Document segment:

▬▬▬▬▬▬

A new constitution for a 21st century empire.
OVER THE LAST 250 YEARS there have been four American constitutions, each giving us a very different form of government. The first constitution was that of the pre-Revolution Crown colonies, under which royal governors dominated the elected assemblies. These were swept aside by the American Revolution, and (after the interregnum of the Articles of Confederation) the Framers, at their convention in the summer of 1787, produced the second constitution, one of congressional government, with power centered in the Senate and House of Representatives. The seeds of the third constitution were found in the second constitution and emerged over the Republic’s first 50 years, as the president became popularly elected and his office emerged in the form of the modern executive: commanding, decisive, and possessing all the authority of the only person elected by the nation at large.
With Obama, we have now entered into a fourth constitution, one of strong presidential government, in which the president has slipped off many of the constraints of the third constitution’s separation of powers. He makes and unmakes laws without the consent of Congress and spends billions to reward his friends. His power exceeds that of any American ruler since the Revolution. He is rex quondam, rex futurus—the once and future king.

▬▬▬▬▬▬

Labeled object pointing entries
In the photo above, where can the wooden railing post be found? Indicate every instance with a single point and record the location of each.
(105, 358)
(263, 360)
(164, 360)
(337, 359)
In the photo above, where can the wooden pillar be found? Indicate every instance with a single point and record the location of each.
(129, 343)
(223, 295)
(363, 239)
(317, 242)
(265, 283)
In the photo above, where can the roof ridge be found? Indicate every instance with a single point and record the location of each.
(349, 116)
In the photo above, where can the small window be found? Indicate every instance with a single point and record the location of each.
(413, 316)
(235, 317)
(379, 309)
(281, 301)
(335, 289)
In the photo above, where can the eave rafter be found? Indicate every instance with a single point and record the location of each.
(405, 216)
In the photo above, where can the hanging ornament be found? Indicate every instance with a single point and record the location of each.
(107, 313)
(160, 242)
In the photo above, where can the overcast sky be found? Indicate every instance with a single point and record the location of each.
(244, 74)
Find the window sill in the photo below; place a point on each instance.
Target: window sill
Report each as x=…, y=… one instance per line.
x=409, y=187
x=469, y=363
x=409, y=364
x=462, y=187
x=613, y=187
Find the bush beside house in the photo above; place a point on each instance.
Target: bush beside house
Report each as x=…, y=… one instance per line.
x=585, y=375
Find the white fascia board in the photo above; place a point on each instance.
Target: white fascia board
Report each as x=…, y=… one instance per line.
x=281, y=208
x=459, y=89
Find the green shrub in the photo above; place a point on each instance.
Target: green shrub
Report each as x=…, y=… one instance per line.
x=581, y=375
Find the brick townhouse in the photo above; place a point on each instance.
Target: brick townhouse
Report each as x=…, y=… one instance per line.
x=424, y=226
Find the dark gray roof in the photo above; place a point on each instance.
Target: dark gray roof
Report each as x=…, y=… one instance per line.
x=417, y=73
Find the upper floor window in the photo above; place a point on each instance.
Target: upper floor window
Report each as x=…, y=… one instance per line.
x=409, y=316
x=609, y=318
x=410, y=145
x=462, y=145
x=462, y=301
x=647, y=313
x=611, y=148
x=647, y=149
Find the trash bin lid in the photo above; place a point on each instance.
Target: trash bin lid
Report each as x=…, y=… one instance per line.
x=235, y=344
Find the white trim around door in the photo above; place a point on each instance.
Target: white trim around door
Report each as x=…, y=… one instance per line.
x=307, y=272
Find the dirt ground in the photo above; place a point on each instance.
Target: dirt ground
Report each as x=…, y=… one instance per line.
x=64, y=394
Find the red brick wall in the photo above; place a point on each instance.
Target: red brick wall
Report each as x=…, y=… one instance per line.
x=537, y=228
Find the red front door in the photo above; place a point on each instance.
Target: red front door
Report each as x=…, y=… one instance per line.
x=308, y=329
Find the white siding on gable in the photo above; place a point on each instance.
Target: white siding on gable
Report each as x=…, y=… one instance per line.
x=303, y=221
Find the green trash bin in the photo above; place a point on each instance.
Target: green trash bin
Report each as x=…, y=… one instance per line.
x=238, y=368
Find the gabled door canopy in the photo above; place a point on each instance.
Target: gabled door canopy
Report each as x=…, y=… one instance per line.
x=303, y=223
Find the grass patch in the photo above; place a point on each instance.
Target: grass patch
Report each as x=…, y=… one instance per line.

▬▬▬▬▬▬

Work to do: How would you sum up the piece on America's four constitutions in two sentences? The records play no part in what is asked here.

Written answer: Over the last 250 years America has had four constitutions: the pre-Revolution Crown colonies dominated by royal governors, the Framers' 1787 congressional government centered in the Senate and House, and a third built around a popularly elected, commanding modern executive. With Obama a fourth constitution of strong presidential government has arrived, in which the president makes and unmakes laws without the consent of Congress and holds more power than any American ruler since the Revolution.